• **SEZIONE DEL DOCUMENTO**
-=-=-=-=-

Non ha caso si parla solo di "brain-rot"

Il 2024 è stato l'anno in cui i meme ci hanno reso stupidi? Non ha caso si parla solo di brain-rot

Dopo oltre 15 anni dalla nascita dell’internet come lo conosciamo, ormai tutti sanno fare meme (o almeno pensano di saperlo fare). Sarà stata la semplificazione della comunicazione visiva portata avanti dal branding – dove immagini e battute veloci sono diventate l’essenza – o il fatto che anche i boomer passano le giornate a scrollare TikTok, ma nel 2024 l’ironia si è imposta come linguaggio universale. Persino i capi di stato, che fino a pochi anni fa arrancavano con foto ingessate e messaggi istituzionali, ora cavalcano l’onda dell’umorismo per raggiungere elettori e consensi. La campagna elettorale brat di Kamala Harris ha costruito una narrativa pop e ironica, dimostrando che meme e politica non sono più mondi distanti. Lo stesso ha fatto il Partito Democratico italiano, scegliendo freddure, riferimenti virali e clip ad alto tasso di condivisione per conquistare la Gen Z. E se persino Saturday Night Live, dopo anni di anonimato, è tornato a essere rilevante, il merito è proprio di questa nuova ossessione per i contenuti satirici che si consumano in loop sui social. I meme non sono più una sottocultura, ma il cuore pulsante della comunicazione mainstream. Sono il modo più efficace per parlare a tutti e farlo in pochi secondi. Ma questa rivoluzione ha anche il suo lato oscuro: come evidenziato dall’artista statunitense Ethel Cain in un suo essay riguardo le elezioni americane, nel 2024 è nata l’“epidemia di ironia”, un fenomeno che porta sempre di più la popolazione dell’internet a prendere tutto poco sul serio.

-=-=-=-=-

Dati delle espressioni referenziali:
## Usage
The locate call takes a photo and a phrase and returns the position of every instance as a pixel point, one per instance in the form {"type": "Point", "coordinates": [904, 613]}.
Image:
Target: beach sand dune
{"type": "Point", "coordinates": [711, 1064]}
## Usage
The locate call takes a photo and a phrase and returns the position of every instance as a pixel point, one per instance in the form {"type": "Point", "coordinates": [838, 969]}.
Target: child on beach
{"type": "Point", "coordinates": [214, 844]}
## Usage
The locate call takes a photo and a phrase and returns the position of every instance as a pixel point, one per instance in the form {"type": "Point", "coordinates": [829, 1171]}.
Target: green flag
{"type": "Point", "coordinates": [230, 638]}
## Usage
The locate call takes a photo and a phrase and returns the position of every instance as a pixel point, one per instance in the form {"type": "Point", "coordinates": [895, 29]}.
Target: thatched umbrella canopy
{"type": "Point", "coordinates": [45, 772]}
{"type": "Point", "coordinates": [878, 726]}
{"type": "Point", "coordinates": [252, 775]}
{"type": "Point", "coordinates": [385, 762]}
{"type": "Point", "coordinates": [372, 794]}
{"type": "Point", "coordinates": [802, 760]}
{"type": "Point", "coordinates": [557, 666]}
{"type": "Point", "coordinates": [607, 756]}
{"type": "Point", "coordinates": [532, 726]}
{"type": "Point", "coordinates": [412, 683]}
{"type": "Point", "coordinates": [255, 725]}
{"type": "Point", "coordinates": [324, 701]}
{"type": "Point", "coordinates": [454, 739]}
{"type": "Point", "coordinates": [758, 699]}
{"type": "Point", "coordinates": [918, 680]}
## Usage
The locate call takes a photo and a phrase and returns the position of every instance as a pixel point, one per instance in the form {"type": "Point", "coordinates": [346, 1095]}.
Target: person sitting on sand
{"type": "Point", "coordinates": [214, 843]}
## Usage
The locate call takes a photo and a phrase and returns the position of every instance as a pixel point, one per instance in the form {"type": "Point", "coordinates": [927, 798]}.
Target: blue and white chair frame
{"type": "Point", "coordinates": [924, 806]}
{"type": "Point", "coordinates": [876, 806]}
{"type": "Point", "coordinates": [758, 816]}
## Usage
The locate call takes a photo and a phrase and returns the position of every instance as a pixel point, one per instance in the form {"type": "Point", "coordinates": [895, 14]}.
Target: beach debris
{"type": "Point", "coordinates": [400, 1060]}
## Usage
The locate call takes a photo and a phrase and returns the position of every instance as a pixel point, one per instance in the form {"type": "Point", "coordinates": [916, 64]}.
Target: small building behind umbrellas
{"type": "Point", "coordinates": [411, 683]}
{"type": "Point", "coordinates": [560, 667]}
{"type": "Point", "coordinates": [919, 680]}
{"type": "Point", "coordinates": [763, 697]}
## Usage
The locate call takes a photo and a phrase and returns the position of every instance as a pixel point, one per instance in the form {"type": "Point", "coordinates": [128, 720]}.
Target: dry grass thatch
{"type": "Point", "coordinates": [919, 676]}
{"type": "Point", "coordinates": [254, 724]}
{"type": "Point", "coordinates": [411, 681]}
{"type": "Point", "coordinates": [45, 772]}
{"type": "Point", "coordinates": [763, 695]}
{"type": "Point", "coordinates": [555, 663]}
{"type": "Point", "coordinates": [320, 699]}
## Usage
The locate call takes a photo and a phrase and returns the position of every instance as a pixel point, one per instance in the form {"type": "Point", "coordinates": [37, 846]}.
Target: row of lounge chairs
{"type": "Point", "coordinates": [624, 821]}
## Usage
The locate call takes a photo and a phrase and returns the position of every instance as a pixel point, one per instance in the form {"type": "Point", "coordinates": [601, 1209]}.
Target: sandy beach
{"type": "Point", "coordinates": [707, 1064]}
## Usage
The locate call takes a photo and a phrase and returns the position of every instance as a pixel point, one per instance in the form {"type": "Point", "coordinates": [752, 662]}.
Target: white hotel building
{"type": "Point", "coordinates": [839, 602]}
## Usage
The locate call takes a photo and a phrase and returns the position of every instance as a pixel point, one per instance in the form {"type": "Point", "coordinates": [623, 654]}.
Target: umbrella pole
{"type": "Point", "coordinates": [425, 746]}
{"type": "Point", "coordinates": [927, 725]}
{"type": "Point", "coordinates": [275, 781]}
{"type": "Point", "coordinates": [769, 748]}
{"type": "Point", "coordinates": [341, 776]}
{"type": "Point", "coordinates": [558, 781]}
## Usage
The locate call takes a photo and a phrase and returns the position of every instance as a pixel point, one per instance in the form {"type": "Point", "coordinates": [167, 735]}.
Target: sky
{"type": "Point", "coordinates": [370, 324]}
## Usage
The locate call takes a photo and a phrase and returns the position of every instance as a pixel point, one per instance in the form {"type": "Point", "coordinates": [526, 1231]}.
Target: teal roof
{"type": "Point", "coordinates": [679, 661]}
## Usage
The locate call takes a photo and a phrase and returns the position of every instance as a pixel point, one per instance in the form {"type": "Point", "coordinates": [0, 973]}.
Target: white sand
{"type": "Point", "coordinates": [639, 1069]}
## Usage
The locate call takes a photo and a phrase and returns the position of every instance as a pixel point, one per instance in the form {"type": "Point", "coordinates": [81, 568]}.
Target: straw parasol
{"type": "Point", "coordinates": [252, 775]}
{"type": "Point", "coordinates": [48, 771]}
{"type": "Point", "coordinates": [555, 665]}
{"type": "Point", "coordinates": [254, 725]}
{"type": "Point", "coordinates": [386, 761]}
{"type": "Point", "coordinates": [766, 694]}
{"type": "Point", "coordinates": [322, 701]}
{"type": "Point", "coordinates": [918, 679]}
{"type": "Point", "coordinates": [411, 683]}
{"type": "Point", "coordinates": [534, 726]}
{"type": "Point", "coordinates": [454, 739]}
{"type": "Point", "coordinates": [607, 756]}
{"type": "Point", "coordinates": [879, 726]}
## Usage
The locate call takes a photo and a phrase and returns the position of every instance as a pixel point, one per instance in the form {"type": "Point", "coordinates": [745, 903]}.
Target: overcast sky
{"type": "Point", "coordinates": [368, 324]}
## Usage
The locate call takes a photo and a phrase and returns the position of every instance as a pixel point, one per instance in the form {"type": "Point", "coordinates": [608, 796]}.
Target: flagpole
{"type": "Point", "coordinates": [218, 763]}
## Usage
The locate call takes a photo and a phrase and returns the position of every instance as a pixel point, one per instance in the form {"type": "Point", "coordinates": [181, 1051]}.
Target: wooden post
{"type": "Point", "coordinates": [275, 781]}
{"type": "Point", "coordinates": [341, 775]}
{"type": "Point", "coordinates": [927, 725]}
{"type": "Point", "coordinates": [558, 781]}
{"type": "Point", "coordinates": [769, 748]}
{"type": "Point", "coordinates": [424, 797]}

-=-=-=-=-

• **AZIONE RICHIESTA 1**
Riassumi in due frasi il testo sui meme del 2024.
• **AZIONE RICHIESTA 2**
Prosegui il testo sui meme del 2024, partendo subito dopo la sua ultima frase.

• **LA TUA RISPOSTA 1**
Nel 2024 l'ironia si è imposta come linguaggio universale, tanto che anche la campagna di Kamala Harris e il Partito Democratico italiano hanno usato meme e contenuti virali per raggiungere gli elettori, e i meme sono diventati il cuore pulsante della comunicazione mainstream. Questa rivoluzione ha però un lato oscuro, l'"epidemia di ironia" evidenziata dall'artista Ethel Cain, che porta la popolazione dell'internet a prendere tutto poco sul serio.

• **LA TUA RISPOSTA 2**
L’“epidemia di ironia” è ormai un fenomeno globale, al punto che l’Oxford Dictionary ha scelto “brain-rot” come parola dell’anno. Questo termine descrive perfettamente la sensazione di stallo cognitivo generata da contenuti semplici, veloci, a bassa qualità, creati per dare una scarica immediata di dopamina. Con l’internet trasformato in un flusso continuo di meme e battute, il pensiero critico rischia di venire sostituito dalla risata facile, dal contenuto mordi e fuggi. È come se l’ironia, da mezzo per comprendere il mondo, fosse diventata una maschera per evitare di affrontarlo davvero. Piattaforme come Letterboxd, un tempo rifugio per discussioni autentiche, oggi rispecchiano perfettamente questa deriva. Recensioni ironiche e battute che riducono pellicole complesse a meme virali sono diventate la norma, ribaltando completamente lo scopo originario dell’app, non si parla più di cinema, si cercano i like. Questo cambio di rotta non è isolato: riflette il modo in cui il web premia la viralità e il contenuto istantaneo a scapito della riflessione.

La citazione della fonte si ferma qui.